§ WHAT TO WORK ON
Each line of the data should be repeated precisely.

§ PROVIDED ENTRIES
----
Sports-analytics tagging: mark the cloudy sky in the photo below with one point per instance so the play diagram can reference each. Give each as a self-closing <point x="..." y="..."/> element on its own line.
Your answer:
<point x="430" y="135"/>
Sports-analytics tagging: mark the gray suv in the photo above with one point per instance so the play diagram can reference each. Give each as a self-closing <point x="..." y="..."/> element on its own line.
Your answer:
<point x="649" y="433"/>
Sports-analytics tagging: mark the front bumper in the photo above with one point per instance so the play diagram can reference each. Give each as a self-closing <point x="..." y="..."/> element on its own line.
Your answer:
----
§ EXERCISE ANSWER
Sports-analytics tagging: mark the cloudy sky in the photo below with one point per instance so the play diagram can reference each. Give each as a self-closing <point x="..." y="..."/> element on its own line.
Your answer:
<point x="430" y="135"/>
Sports-analytics tagging: mark the gray suv in the photo above with one point per instance so the play diagram can reference each. Give each as a self-closing <point x="..." y="..."/> element on its own line.
Your answer:
<point x="649" y="433"/>
Sports-analytics tagging: mark the front bumper in the photo above with one point per instance so the play diagram can reference each. Give each as a self-closing <point x="..." y="..."/> element on its own line.
Your answer:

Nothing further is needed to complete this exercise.